INSTRUCTIONS TO FOLLOW:
Rewrite the lines from the one containing "row: wooden dock" through the one containing "334 125 L 296", inclusive, with "wooden dock" replaced by "timber pier" and everything else left unchanged.

DATASET ENTRIES:
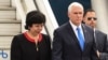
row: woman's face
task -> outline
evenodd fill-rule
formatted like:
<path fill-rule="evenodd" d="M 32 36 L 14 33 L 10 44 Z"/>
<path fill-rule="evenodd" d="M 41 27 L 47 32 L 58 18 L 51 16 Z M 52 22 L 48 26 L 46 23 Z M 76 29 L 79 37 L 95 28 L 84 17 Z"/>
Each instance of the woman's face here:
<path fill-rule="evenodd" d="M 33 34 L 38 34 L 42 31 L 43 24 L 33 24 L 31 27 L 29 27 L 29 31 Z"/>

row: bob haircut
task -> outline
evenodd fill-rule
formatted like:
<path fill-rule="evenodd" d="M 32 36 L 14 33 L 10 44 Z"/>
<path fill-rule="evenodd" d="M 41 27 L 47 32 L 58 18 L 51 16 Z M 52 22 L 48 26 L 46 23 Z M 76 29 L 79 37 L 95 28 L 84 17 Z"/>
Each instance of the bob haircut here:
<path fill-rule="evenodd" d="M 39 11 L 31 11 L 26 15 L 25 29 L 29 30 L 33 24 L 45 24 L 45 15 Z"/>

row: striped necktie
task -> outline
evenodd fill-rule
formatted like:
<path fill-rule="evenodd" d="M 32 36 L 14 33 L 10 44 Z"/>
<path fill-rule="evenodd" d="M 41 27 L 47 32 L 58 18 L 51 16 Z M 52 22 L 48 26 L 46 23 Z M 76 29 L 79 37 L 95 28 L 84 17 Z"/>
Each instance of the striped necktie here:
<path fill-rule="evenodd" d="M 82 33 L 81 33 L 81 29 L 77 28 L 77 32 L 78 32 L 78 41 L 79 41 L 80 47 L 83 50 L 84 49 L 84 39 L 83 39 Z"/>

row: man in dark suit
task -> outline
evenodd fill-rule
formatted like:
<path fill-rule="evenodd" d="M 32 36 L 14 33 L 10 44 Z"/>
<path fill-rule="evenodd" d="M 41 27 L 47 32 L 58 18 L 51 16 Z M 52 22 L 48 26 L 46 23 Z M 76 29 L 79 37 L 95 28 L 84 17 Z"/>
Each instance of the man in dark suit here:
<path fill-rule="evenodd" d="M 100 58 L 100 60 L 108 60 L 108 39 L 107 34 L 103 33 L 99 30 L 96 30 L 96 13 L 94 10 L 89 9 L 84 13 L 83 21 L 85 25 L 90 26 L 94 30 L 94 38 L 97 46 L 97 55 Z"/>
<path fill-rule="evenodd" d="M 68 17 L 69 21 L 54 31 L 52 60 L 97 60 L 93 29 L 81 24 L 82 4 L 71 3 L 68 6 Z"/>

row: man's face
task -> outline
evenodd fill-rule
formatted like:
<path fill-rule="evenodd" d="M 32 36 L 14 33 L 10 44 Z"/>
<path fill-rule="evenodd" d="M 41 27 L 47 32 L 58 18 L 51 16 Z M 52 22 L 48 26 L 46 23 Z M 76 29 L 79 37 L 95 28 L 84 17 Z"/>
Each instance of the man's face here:
<path fill-rule="evenodd" d="M 95 12 L 87 12 L 86 15 L 83 18 L 83 21 L 85 25 L 91 26 L 92 28 L 95 28 L 96 26 L 96 14 Z"/>
<path fill-rule="evenodd" d="M 83 18 L 83 9 L 80 6 L 72 6 L 68 12 L 68 17 L 73 25 L 79 26 Z"/>

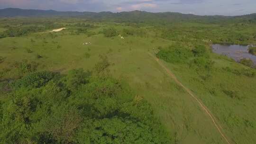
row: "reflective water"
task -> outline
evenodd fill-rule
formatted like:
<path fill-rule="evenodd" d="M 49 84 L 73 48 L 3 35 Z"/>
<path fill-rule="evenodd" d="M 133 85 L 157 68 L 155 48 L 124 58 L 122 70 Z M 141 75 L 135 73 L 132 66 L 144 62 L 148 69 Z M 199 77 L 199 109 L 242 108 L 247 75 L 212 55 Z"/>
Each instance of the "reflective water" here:
<path fill-rule="evenodd" d="M 256 64 L 256 55 L 248 52 L 249 45 L 225 45 L 219 44 L 212 45 L 212 51 L 215 53 L 227 55 L 237 62 L 243 58 L 250 58 Z"/>

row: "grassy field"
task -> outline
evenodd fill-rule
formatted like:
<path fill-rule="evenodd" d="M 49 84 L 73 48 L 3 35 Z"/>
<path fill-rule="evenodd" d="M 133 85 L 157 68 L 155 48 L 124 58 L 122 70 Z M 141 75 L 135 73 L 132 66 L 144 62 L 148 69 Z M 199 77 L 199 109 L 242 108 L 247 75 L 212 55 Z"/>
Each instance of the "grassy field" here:
<path fill-rule="evenodd" d="M 15 79 L 25 74 L 15 63 L 25 59 L 27 63 L 36 63 L 37 71 L 65 74 L 73 69 L 91 71 L 100 61 L 99 54 L 104 54 L 111 63 L 111 75 L 128 81 L 138 95 L 152 104 L 156 115 L 170 132 L 173 144 L 226 144 L 198 103 L 150 54 L 155 56 L 155 52 L 169 45 L 192 49 L 197 45 L 203 45 L 210 51 L 211 41 L 228 42 L 228 38 L 236 38 L 229 37 L 234 32 L 241 31 L 248 36 L 256 33 L 251 27 L 255 24 L 244 26 L 250 28 L 241 29 L 233 25 L 219 28 L 217 25 L 185 23 L 169 26 L 166 27 L 169 31 L 166 31 L 147 25 L 136 27 L 123 23 L 92 23 L 94 27 L 78 35 L 73 34 L 79 31 L 75 24 L 67 20 L 62 24 L 66 29 L 60 32 L 33 32 L 0 39 L 0 56 L 4 58 L 0 64 L 1 79 Z M 105 37 L 102 31 L 110 27 L 116 29 L 124 39 L 117 35 Z M 223 29 L 227 27 L 229 32 L 223 34 Z M 126 35 L 123 29 L 139 32 Z M 4 30 L 0 28 L 0 32 Z M 88 36 L 88 33 L 93 34 Z M 223 40 L 222 37 L 227 39 Z M 242 42 L 256 44 L 253 37 Z M 91 44 L 82 45 L 89 42 Z M 204 71 L 197 71 L 186 63 L 160 61 L 208 108 L 231 144 L 254 144 L 256 76 L 249 77 L 242 72 L 256 71 L 225 56 L 210 52 L 209 54 L 214 63 L 207 78 Z"/>

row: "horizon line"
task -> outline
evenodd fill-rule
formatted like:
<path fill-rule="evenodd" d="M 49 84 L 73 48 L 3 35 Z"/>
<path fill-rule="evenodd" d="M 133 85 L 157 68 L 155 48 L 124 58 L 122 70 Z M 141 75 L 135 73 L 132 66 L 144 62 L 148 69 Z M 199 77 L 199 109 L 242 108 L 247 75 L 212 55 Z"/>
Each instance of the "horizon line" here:
<path fill-rule="evenodd" d="M 131 11 L 122 11 L 120 12 L 114 12 L 114 11 L 99 11 L 99 12 L 95 12 L 95 11 L 58 11 L 54 9 L 21 9 L 21 8 L 2 8 L 0 9 L 0 10 L 2 9 L 19 9 L 22 10 L 45 10 L 45 11 L 49 11 L 49 10 L 52 10 L 52 11 L 55 11 L 56 12 L 91 12 L 91 13 L 99 13 L 101 12 L 111 12 L 112 13 L 122 13 L 122 12 L 133 12 L 133 11 L 142 11 L 142 12 L 146 12 L 147 13 L 180 13 L 184 15 L 194 15 L 194 16 L 224 16 L 224 17 L 237 17 L 237 16 L 246 16 L 246 15 L 250 15 L 252 14 L 256 14 L 256 12 L 252 12 L 250 13 L 249 14 L 244 14 L 244 15 L 234 15 L 234 16 L 228 16 L 228 15 L 196 15 L 192 13 L 182 13 L 180 12 L 174 12 L 174 11 L 165 11 L 165 12 L 149 12 L 146 10 L 141 10 L 139 9 L 135 9 L 134 10 L 131 10 Z"/>

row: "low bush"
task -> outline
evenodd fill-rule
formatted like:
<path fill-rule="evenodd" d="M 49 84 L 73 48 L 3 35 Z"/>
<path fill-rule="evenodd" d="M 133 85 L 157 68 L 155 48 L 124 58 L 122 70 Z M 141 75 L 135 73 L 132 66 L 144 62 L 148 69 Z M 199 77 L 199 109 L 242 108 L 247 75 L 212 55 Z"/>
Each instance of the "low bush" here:
<path fill-rule="evenodd" d="M 249 51 L 249 53 L 256 55 L 256 47 L 250 47 L 248 50 Z"/>
<path fill-rule="evenodd" d="M 19 72 L 24 74 L 36 71 L 38 64 L 34 62 L 29 62 L 27 60 L 23 60 L 21 62 L 15 62 L 14 66 L 18 69 Z"/>
<path fill-rule="evenodd" d="M 2 63 L 4 61 L 4 57 L 0 56 L 0 63 Z"/>
<path fill-rule="evenodd" d="M 239 63 L 248 67 L 253 68 L 254 66 L 253 61 L 250 59 L 243 58 L 240 60 Z"/>
<path fill-rule="evenodd" d="M 186 63 L 190 57 L 192 56 L 192 54 L 189 49 L 175 48 L 160 50 L 156 56 L 169 63 Z"/>
<path fill-rule="evenodd" d="M 103 30 L 103 34 L 106 37 L 112 37 L 117 36 L 117 32 L 114 28 L 104 28 Z"/>
<path fill-rule="evenodd" d="M 192 50 L 192 52 L 195 56 L 208 56 L 207 54 L 207 51 L 204 45 L 200 45 L 195 46 L 195 48 Z"/>

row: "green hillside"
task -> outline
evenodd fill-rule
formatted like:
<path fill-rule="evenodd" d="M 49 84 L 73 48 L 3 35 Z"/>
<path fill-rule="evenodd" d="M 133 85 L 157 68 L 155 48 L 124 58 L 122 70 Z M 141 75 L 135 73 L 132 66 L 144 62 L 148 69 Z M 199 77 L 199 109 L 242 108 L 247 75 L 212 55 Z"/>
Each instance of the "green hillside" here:
<path fill-rule="evenodd" d="M 0 18 L 0 143 L 254 144 L 256 70 L 210 46 L 256 23 L 217 18 Z"/>

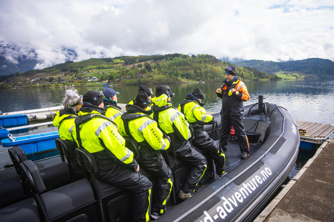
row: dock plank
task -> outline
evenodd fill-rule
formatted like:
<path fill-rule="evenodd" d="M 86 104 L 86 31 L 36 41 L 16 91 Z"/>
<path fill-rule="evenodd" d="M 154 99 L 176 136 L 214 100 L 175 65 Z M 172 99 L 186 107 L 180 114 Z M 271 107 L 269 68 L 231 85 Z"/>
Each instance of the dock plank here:
<path fill-rule="evenodd" d="M 296 121 L 296 123 L 299 130 L 304 130 L 307 133 L 305 135 L 301 135 L 301 139 L 303 141 L 310 141 L 310 139 L 317 139 L 318 144 L 321 144 L 323 139 L 327 139 L 329 136 L 334 133 L 334 125 L 306 122 Z"/>
<path fill-rule="evenodd" d="M 313 128 L 310 131 L 306 130 L 308 131 L 306 134 L 310 137 L 319 137 L 319 135 L 321 134 L 321 133 L 324 132 L 323 128 L 328 128 L 328 127 L 326 127 L 326 125 L 327 124 L 324 124 L 324 123 L 317 125 L 316 127 Z"/>

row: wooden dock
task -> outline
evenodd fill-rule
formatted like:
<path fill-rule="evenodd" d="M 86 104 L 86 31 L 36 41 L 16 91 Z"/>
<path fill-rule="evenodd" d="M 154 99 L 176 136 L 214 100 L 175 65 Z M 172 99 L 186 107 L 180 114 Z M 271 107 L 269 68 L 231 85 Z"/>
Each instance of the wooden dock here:
<path fill-rule="evenodd" d="M 334 125 L 296 121 L 301 141 L 321 144 L 334 133 Z"/>

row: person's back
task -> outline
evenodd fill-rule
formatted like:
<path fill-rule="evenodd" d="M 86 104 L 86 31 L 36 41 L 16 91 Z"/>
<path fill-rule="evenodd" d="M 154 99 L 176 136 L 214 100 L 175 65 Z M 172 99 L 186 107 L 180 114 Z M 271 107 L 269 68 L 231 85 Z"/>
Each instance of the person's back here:
<path fill-rule="evenodd" d="M 97 178 L 134 191 L 133 221 L 148 221 L 151 182 L 138 173 L 139 165 L 125 146 L 116 123 L 101 114 L 104 111 L 102 96 L 88 91 L 83 101 L 75 120 L 74 139 L 79 146 L 94 153 L 99 169 Z"/>
<path fill-rule="evenodd" d="M 173 94 L 169 87 L 158 86 L 157 96 L 152 99 L 153 118 L 158 126 L 171 139 L 173 151 L 177 158 L 192 165 L 188 179 L 181 189 L 179 197 L 183 200 L 193 195 L 196 187 L 207 168 L 205 157 L 191 147 L 191 133 L 184 116 L 171 105 Z"/>
<path fill-rule="evenodd" d="M 122 112 L 121 108 L 117 105 L 117 94 L 120 93 L 111 88 L 105 89 L 102 93 L 104 96 L 103 103 L 106 110 L 104 115 L 114 121 L 117 126 L 122 124 L 120 116 L 123 112 Z"/>
<path fill-rule="evenodd" d="M 193 137 L 191 139 L 193 145 L 212 153 L 212 158 L 216 165 L 216 172 L 218 176 L 225 173 L 225 154 L 219 148 L 219 144 L 216 143 L 204 131 L 204 125 L 216 124 L 216 121 L 210 114 L 207 114 L 205 109 L 202 107 L 202 101 L 205 95 L 200 88 L 195 89 L 192 93 L 186 96 L 185 99 L 179 105 L 178 110 L 183 114 L 186 121 L 192 126 Z"/>
<path fill-rule="evenodd" d="M 141 86 L 139 87 L 139 89 L 138 89 L 138 92 L 145 92 L 148 94 L 149 101 L 150 101 L 150 103 L 149 103 L 150 104 L 145 108 L 145 110 L 151 110 L 151 103 L 152 103 L 151 96 L 153 94 L 153 91 L 152 91 L 152 88 L 149 88 L 145 85 L 141 85 Z M 127 104 L 134 105 L 134 99 L 129 101 L 129 103 L 127 103 Z"/>
<path fill-rule="evenodd" d="M 63 140 L 74 142 L 72 130 L 74 126 L 77 112 L 82 105 L 81 96 L 76 89 L 70 89 L 65 92 L 62 105 L 64 109 L 56 112 L 53 125 L 58 127 L 59 137 Z"/>
<path fill-rule="evenodd" d="M 145 111 L 150 103 L 147 94 L 138 92 L 134 101 L 134 105 L 127 105 L 127 112 L 122 115 L 124 125 L 119 129 L 124 135 L 132 137 L 138 143 L 141 168 L 157 180 L 151 210 L 152 218 L 157 219 L 166 212 L 173 187 L 172 171 L 161 153 L 169 148 L 170 141 L 149 116 L 152 111 Z"/>

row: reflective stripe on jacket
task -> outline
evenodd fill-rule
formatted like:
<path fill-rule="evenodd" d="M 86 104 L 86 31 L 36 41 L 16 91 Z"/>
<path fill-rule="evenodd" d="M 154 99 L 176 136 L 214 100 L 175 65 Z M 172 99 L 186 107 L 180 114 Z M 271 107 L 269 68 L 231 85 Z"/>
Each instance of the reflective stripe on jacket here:
<path fill-rule="evenodd" d="M 189 130 L 189 123 L 184 119 L 184 115 L 173 107 L 167 99 L 166 94 L 162 94 L 152 99 L 154 104 L 152 110 L 159 114 L 159 126 L 167 135 L 176 133 L 176 135 L 181 141 L 190 139 L 191 133 Z"/>
<path fill-rule="evenodd" d="M 184 114 L 189 123 L 196 123 L 200 125 L 212 123 L 213 117 L 207 114 L 207 111 L 195 101 L 184 100 L 182 103 L 184 106 Z M 183 104 L 179 105 L 179 111 L 182 111 L 181 107 Z"/>
<path fill-rule="evenodd" d="M 61 139 L 74 141 L 72 131 L 75 126 L 76 117 L 75 114 L 65 110 L 61 110 L 56 113 L 53 124 L 58 127 L 59 137 Z"/>
<path fill-rule="evenodd" d="M 113 121 L 118 127 L 118 126 L 123 124 L 122 119 L 120 118 L 123 112 L 121 110 L 118 110 L 116 107 L 110 105 L 106 108 L 106 111 L 104 115 L 109 118 L 111 121 Z"/>
<path fill-rule="evenodd" d="M 237 94 L 235 92 L 232 93 L 232 89 L 235 89 L 239 92 L 239 94 Z M 247 87 L 245 84 L 239 79 L 239 77 L 236 78 L 236 80 L 230 84 L 225 80 L 221 90 L 221 92 L 216 93 L 216 94 L 222 99 L 222 114 L 228 116 L 231 110 L 241 112 L 242 110 L 243 111 L 243 101 L 249 100 L 249 94 L 247 91 Z"/>
<path fill-rule="evenodd" d="M 152 117 L 140 112 L 127 113 L 122 116 L 124 124 L 129 124 L 131 135 L 142 146 L 143 142 L 156 151 L 163 151 L 168 148 L 170 142 L 167 138 L 164 138 L 164 134 L 158 128 L 157 123 Z M 126 133 L 123 129 L 124 125 L 120 127 L 122 134 Z M 144 145 L 145 146 L 145 145 Z"/>
<path fill-rule="evenodd" d="M 83 110 L 82 108 L 81 110 Z M 93 115 L 92 118 L 83 122 L 85 116 L 92 114 L 97 115 Z M 85 149 L 91 153 L 107 149 L 112 153 L 111 156 L 115 161 L 120 162 L 130 168 L 136 166 L 134 153 L 125 147 L 125 140 L 118 133 L 115 123 L 106 117 L 104 118 L 100 112 L 95 110 L 91 112 L 80 111 L 78 115 L 75 123 L 80 128 L 80 139 Z M 73 135 L 79 145 L 77 133 L 73 132 Z"/>

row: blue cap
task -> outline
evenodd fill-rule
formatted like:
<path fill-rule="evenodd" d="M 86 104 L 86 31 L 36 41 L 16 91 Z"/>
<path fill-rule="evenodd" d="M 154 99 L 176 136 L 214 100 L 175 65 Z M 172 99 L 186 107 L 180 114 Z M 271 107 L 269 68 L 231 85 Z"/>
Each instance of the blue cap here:
<path fill-rule="evenodd" d="M 116 94 L 119 94 L 118 92 L 115 91 L 115 89 L 111 88 L 106 88 L 106 89 L 103 90 L 103 94 L 106 96 L 106 99 L 111 99 L 115 96 Z"/>

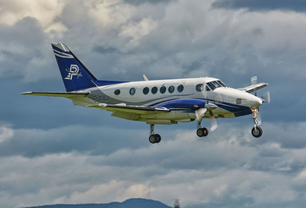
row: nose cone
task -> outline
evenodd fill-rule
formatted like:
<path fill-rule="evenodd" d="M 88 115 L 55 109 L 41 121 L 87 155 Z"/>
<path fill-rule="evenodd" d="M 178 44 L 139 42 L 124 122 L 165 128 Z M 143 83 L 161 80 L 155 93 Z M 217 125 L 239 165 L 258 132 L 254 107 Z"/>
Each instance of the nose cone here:
<path fill-rule="evenodd" d="M 252 97 L 251 99 L 251 106 L 252 108 L 257 108 L 263 104 L 263 101 L 260 98 L 255 96 Z"/>

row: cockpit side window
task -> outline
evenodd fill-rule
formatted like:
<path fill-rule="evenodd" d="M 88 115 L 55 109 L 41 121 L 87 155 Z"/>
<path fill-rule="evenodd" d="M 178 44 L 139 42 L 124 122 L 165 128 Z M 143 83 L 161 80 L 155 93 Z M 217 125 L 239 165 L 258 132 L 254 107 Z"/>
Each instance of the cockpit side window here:
<path fill-rule="evenodd" d="M 221 80 L 218 80 L 217 82 L 221 85 L 222 86 L 224 87 L 228 87 L 225 84 L 222 82 L 222 81 Z"/>
<path fill-rule="evenodd" d="M 222 86 L 220 84 L 215 81 L 213 81 L 209 82 L 207 82 L 207 85 L 209 86 L 209 87 L 211 88 L 211 89 L 213 90 L 216 88 L 221 87 Z"/>

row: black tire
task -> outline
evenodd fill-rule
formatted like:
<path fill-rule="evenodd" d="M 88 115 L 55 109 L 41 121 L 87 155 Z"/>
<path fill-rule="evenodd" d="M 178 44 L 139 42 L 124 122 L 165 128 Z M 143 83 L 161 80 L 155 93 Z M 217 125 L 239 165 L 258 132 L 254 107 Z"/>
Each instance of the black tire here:
<path fill-rule="evenodd" d="M 156 143 L 157 140 L 157 137 L 155 134 L 151 134 L 149 137 L 149 141 L 152 144 Z"/>
<path fill-rule="evenodd" d="M 208 130 L 205 128 L 202 128 L 202 130 L 203 130 L 203 131 L 204 132 L 204 133 L 203 135 L 203 137 L 206 137 L 208 135 Z"/>
<path fill-rule="evenodd" d="M 203 130 L 203 129 L 198 129 L 196 130 L 196 135 L 199 137 L 202 137 L 204 135 L 205 132 Z"/>
<path fill-rule="evenodd" d="M 252 129 L 252 135 L 254 137 L 258 138 L 260 137 L 262 134 L 263 134 L 263 130 L 261 129 L 259 126 L 256 126 L 256 130 L 255 130 L 255 128 L 254 127 Z"/>
<path fill-rule="evenodd" d="M 160 140 L 162 140 L 162 137 L 160 136 L 160 135 L 159 134 L 155 134 L 155 136 L 157 138 L 157 140 L 156 141 L 155 143 L 159 143 L 160 141 Z"/>

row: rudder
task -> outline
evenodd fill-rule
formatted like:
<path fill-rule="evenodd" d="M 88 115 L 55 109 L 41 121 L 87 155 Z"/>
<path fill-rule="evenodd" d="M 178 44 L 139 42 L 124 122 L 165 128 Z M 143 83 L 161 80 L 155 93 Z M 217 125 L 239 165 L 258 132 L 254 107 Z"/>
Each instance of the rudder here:
<path fill-rule="evenodd" d="M 95 86 L 97 79 L 66 46 L 51 43 L 67 92 Z"/>

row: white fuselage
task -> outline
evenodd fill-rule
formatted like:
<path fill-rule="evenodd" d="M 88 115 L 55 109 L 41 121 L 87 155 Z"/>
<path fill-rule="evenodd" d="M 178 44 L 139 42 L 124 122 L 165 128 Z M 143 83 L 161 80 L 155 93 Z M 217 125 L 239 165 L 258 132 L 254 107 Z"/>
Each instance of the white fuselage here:
<path fill-rule="evenodd" d="M 170 112 L 140 115 L 132 119 L 129 118 L 128 116 L 125 117 L 124 115 L 121 116 L 120 114 L 116 115 L 115 112 L 112 115 L 130 120 L 143 121 L 146 121 L 147 119 L 156 119 L 189 122 L 196 118 L 194 111 L 187 110 L 176 104 L 171 105 L 171 101 L 177 102 L 180 100 L 191 99 L 195 102 L 202 100 L 213 103 L 218 106 L 211 113 L 216 118 L 232 118 L 251 114 L 252 112 L 250 108 L 256 108 L 261 104 L 262 101 L 260 99 L 243 91 L 227 86 L 218 87 L 213 90 L 207 85 L 207 83 L 219 80 L 215 78 L 205 77 L 125 82 L 78 91 L 89 92 L 89 94 L 84 98 L 72 100 L 75 105 L 83 106 L 99 103 L 120 104 L 164 107 L 171 110 Z M 198 87 L 196 88 L 197 85 L 201 84 L 203 88 L 200 90 Z M 173 89 L 173 87 L 170 88 L 170 86 L 174 87 L 172 93 L 170 93 L 171 90 L 169 91 L 170 88 L 171 90 Z M 164 89 L 163 86 L 165 87 L 166 90 L 162 93 L 161 88 L 162 87 Z M 145 88 L 148 88 L 148 92 L 147 88 L 144 89 Z M 182 91 L 182 88 L 183 88 Z M 156 88 L 157 90 L 155 90 Z M 135 90 L 132 88 L 134 88 Z M 118 93 L 119 90 L 120 93 Z M 161 91 L 162 92 L 162 90 Z M 115 92 L 118 94 L 115 94 Z M 145 94 L 147 93 L 147 94 Z M 208 115 L 206 116 L 206 118 L 208 117 Z"/>

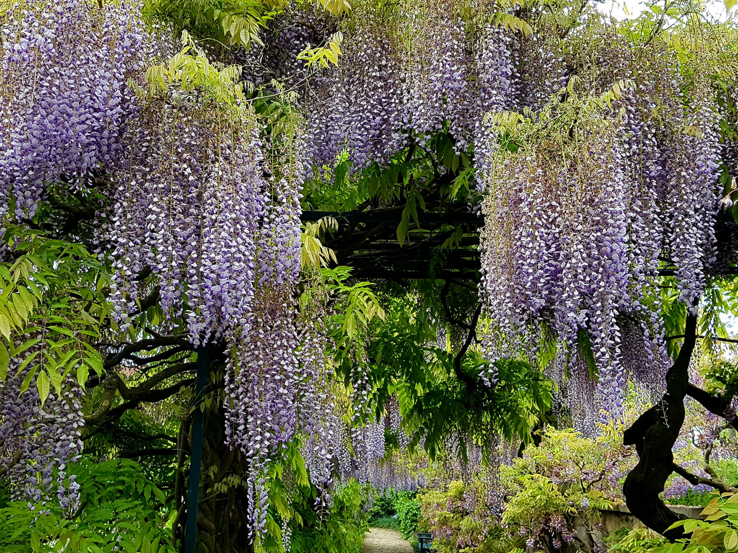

RESPONSE TO THE TASK:
row: timber pier
task -> outline
evenodd fill-rule
formatted like:
<path fill-rule="evenodd" d="M 86 104 L 86 31 L 36 41 L 16 91 Z"/>
<path fill-rule="evenodd" d="M 154 99 L 176 136 L 214 100 L 175 65 Z M 172 99 L 186 107 L 180 114 Z M 271 107 L 269 68 L 231 85 Z"/>
Each instance of the timber pier here:
<path fill-rule="evenodd" d="M 334 125 L 296 121 L 301 141 L 321 144 L 334 133 Z"/>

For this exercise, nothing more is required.